▶ WORK REQUIRED
Across all the entries below, how many lines mention the string "football"? Respond with a single number.

Saved entries
= = = = =
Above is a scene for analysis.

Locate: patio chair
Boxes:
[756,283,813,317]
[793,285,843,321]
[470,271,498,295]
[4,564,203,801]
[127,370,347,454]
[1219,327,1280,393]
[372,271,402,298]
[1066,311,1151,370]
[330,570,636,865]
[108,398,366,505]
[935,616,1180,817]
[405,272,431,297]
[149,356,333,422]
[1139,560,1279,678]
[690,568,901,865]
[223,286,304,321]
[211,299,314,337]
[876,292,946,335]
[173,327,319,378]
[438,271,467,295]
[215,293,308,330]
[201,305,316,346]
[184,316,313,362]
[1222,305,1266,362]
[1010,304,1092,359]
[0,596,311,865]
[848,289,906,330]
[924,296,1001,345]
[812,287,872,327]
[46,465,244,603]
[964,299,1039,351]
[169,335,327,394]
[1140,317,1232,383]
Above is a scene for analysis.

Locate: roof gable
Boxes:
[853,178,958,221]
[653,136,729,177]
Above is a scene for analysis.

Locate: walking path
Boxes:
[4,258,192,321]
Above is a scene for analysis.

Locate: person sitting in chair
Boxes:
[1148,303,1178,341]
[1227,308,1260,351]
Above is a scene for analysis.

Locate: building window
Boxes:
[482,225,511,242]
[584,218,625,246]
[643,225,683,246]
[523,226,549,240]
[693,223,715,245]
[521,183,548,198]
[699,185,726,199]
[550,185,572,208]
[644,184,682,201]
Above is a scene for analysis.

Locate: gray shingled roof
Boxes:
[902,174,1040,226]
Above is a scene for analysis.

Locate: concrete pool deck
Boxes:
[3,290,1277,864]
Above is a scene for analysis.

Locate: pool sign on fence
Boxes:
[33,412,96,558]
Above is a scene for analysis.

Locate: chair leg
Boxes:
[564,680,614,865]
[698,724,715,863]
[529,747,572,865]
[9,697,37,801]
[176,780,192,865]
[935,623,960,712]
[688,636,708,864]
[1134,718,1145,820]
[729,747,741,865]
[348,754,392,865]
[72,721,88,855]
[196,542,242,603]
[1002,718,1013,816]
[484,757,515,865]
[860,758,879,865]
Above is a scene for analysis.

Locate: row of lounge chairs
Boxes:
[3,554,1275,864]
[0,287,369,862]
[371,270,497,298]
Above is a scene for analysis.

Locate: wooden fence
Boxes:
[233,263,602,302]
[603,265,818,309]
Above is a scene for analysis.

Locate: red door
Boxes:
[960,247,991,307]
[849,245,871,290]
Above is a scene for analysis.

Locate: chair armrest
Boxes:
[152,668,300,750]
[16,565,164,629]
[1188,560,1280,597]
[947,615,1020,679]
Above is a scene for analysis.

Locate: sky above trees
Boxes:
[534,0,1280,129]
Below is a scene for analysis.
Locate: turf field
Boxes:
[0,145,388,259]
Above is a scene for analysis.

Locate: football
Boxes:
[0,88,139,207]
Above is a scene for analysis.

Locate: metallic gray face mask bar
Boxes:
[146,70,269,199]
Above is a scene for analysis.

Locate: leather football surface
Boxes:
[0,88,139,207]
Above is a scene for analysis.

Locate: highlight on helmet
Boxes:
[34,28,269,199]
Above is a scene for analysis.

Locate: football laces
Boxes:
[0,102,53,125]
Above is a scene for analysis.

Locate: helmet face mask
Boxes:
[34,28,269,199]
= = = = =
▶ TASK RESULT
3